#### Try it
Where does the word "rough" show up in the records? Copy every line that holds it.

#### Source material
>>>>

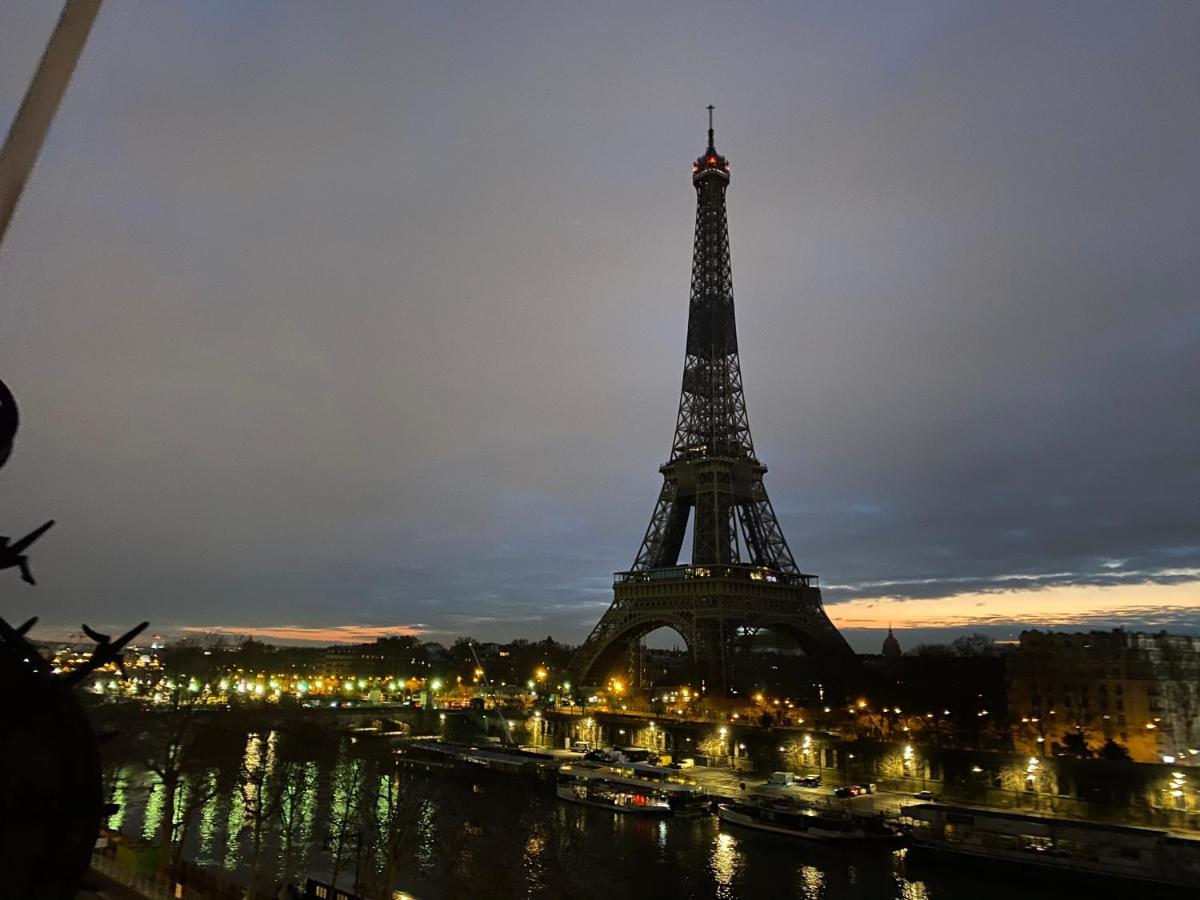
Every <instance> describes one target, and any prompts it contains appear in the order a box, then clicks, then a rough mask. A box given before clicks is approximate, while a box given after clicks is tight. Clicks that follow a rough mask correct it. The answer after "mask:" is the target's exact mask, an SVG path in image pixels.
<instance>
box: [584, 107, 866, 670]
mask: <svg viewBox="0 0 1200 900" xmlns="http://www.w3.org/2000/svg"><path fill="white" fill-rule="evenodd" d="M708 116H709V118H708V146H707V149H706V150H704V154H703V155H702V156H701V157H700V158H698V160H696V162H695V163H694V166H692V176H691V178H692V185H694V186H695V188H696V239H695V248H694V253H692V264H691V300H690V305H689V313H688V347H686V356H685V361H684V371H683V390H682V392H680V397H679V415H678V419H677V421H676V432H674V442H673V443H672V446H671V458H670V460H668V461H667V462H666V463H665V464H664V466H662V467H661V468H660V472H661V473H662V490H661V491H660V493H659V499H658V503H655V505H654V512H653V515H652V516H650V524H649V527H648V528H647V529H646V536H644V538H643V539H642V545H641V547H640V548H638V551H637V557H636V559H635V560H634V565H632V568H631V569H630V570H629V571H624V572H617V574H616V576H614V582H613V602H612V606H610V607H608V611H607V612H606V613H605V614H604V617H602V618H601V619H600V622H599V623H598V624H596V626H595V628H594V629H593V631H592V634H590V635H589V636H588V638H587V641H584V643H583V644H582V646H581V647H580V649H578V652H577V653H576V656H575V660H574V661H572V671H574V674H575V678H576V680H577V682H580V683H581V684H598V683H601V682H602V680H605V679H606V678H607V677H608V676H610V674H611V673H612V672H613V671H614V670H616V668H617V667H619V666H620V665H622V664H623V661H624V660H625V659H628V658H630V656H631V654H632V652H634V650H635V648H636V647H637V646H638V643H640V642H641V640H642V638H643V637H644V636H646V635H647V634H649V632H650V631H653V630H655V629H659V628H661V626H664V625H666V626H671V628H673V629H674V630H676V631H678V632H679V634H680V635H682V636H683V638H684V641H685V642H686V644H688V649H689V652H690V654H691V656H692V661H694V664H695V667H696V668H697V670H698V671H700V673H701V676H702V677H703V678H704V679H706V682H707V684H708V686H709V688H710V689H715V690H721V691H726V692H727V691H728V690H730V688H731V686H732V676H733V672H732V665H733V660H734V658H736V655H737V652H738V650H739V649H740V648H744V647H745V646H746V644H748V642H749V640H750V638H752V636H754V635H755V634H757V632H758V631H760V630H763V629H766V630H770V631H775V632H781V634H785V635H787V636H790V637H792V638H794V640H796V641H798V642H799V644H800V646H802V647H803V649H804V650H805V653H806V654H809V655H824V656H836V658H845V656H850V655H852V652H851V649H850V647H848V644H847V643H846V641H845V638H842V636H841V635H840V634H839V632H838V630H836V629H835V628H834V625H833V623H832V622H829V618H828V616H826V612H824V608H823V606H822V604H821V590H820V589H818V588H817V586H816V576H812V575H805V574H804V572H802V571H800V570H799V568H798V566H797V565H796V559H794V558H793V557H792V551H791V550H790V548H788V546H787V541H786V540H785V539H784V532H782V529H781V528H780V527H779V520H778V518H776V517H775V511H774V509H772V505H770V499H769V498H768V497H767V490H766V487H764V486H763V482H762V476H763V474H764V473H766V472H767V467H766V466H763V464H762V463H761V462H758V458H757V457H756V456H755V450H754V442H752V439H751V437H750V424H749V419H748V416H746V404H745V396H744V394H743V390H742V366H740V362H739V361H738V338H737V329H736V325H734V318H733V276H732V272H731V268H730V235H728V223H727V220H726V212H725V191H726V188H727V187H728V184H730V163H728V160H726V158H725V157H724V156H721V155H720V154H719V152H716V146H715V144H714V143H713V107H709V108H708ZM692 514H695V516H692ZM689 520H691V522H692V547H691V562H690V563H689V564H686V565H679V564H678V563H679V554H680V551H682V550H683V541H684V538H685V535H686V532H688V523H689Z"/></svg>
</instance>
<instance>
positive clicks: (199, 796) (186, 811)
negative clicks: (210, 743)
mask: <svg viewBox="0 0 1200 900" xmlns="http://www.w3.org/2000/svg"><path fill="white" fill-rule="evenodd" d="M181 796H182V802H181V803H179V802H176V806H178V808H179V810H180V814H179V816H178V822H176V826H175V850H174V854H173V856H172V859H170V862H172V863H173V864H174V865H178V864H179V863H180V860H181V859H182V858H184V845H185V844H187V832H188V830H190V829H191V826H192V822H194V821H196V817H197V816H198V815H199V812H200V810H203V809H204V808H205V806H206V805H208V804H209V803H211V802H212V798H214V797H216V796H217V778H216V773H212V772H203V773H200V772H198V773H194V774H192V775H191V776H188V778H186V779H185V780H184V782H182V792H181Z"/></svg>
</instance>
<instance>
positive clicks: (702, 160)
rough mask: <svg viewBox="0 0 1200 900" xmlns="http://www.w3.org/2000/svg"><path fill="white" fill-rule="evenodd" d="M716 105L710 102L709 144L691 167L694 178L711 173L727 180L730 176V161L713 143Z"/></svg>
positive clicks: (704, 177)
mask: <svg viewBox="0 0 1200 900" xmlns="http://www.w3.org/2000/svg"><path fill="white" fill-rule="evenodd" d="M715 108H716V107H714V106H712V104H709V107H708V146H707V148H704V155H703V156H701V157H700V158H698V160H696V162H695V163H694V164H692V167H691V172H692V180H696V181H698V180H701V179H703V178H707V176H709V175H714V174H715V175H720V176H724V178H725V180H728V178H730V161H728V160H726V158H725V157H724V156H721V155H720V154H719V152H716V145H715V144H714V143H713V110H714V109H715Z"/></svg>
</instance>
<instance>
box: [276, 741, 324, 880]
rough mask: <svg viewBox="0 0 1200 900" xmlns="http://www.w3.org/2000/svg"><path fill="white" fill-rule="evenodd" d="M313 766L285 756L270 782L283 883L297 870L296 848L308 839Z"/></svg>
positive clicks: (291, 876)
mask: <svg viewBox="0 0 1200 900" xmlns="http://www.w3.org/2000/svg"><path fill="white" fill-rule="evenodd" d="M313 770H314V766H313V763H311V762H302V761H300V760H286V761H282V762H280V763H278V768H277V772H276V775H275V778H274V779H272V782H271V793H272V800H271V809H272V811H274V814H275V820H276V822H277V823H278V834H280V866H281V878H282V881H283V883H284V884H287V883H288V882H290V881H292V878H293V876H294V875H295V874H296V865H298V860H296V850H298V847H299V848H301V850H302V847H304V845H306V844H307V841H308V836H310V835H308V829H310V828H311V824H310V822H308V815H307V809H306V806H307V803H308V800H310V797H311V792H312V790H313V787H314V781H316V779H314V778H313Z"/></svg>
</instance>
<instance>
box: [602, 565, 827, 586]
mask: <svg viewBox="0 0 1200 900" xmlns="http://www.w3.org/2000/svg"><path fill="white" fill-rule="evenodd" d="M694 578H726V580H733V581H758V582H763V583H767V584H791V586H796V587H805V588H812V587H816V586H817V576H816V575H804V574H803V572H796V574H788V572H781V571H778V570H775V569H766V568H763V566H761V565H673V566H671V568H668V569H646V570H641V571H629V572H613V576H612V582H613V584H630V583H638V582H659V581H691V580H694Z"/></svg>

<<<<

#### Result of this task
Every <instance> describes one target, and any prompts it contains appear in the order a box, then clicks, then a rough mask. A box given before clicks is approximate, while a box given after clicks is tight. Clicks that follow a rough mask correct it. The answer after "mask:" is the target's exact mask, an SVG path in image pixels.
rough mask: <svg viewBox="0 0 1200 900" xmlns="http://www.w3.org/2000/svg"><path fill="white" fill-rule="evenodd" d="M716 105L710 102L709 144L691 167L694 178L711 173L727 180L730 176V161L713 143Z"/></svg>
rough mask: <svg viewBox="0 0 1200 900" xmlns="http://www.w3.org/2000/svg"><path fill="white" fill-rule="evenodd" d="M313 766L285 756L270 782L283 883L297 870L296 848L308 839Z"/></svg>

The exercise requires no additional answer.